> _Page excerpt_:

The Herzliya Museum of Contemporary Art () is contemporary art museum.

History
The museum was established in 1965 in Herzeliya, Israel. The museum's main focus is on Israeli and international contemporary art. The museum building was designed by the architect Yaakov Rechter. The museum does not have a permanent collection, and hosts painting, sculpture, video, installation, photography and architecture exhibitions, as well as video installations and digital media exhibitions.

The museum has an educational program MUZA – A Place for Visual Experience. It holds different activities in the fields of video art and photography, including workshops and courses.

> _Recorded information_:
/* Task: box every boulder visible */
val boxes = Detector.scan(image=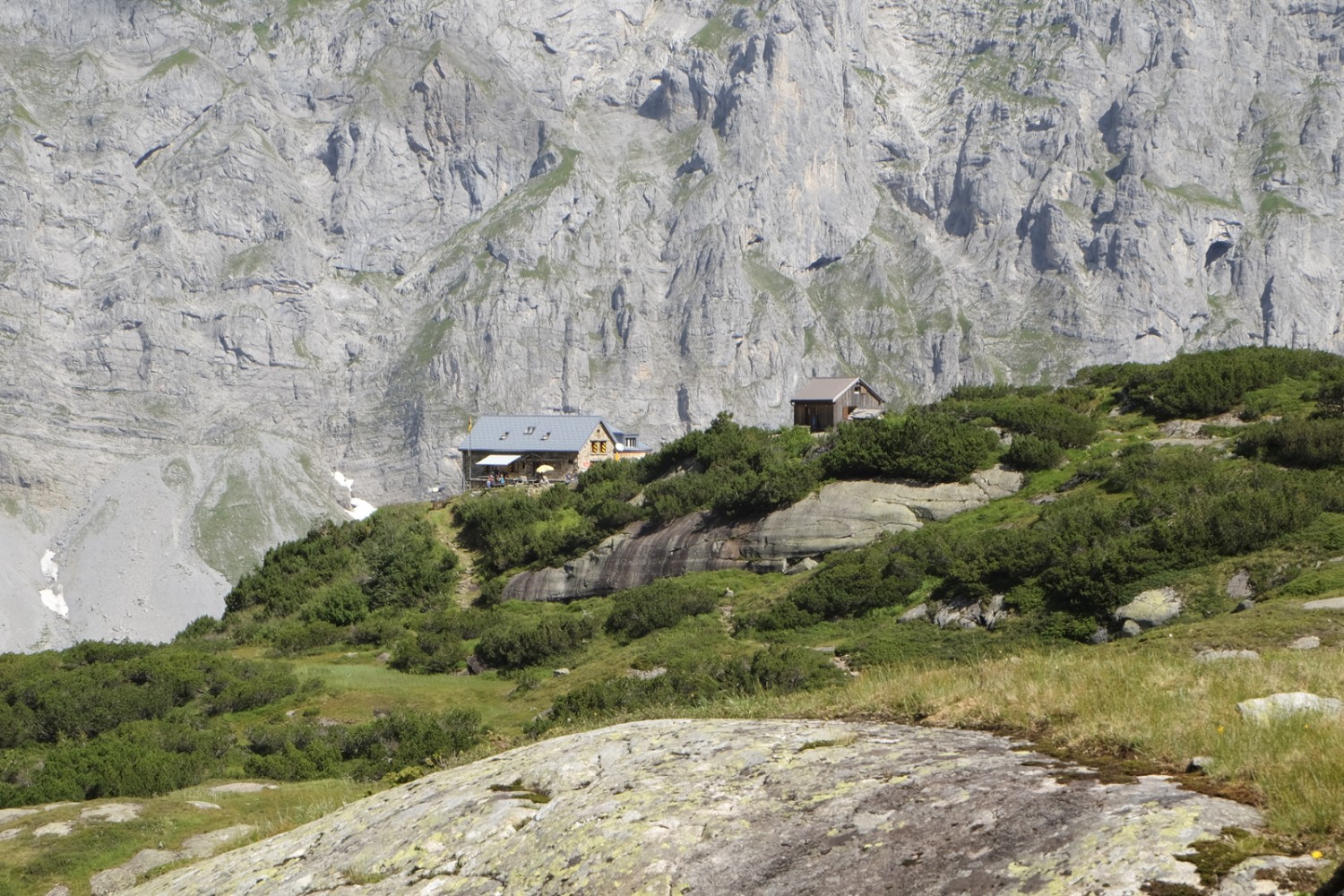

> _Written tasks_:
(a) Set down the part of the museum passage from "The Herzliya Museum" to "digital media exhibitions.", word for word.
(b) Render this sentence from the museum passage in Spanish: "The museum building was designed by the architect Yaakov Rechter."
(c) According to the museum passage, what is the name of the museum's educational program?

> _Solutions below_:
(a)
The Herzliya Museum of Contemporary Art () is contemporary art museum.

History
The museum was established in 1965 in Herzeliya, Israel. The museum's main focus is on Israeli and international contemporary art. The museum building was designed by the architect Yaakov Rechter. The museum does not have a permanent collection, and hosts painting, sculpture, video, installation, photography and architecture exhibitions, as well as video installations and digital media exhibitions.

(b) El edificio del museo fue diseñado por el arquitecto Yaakov Rechter.

(c) MUZA – A Place for Visual Experience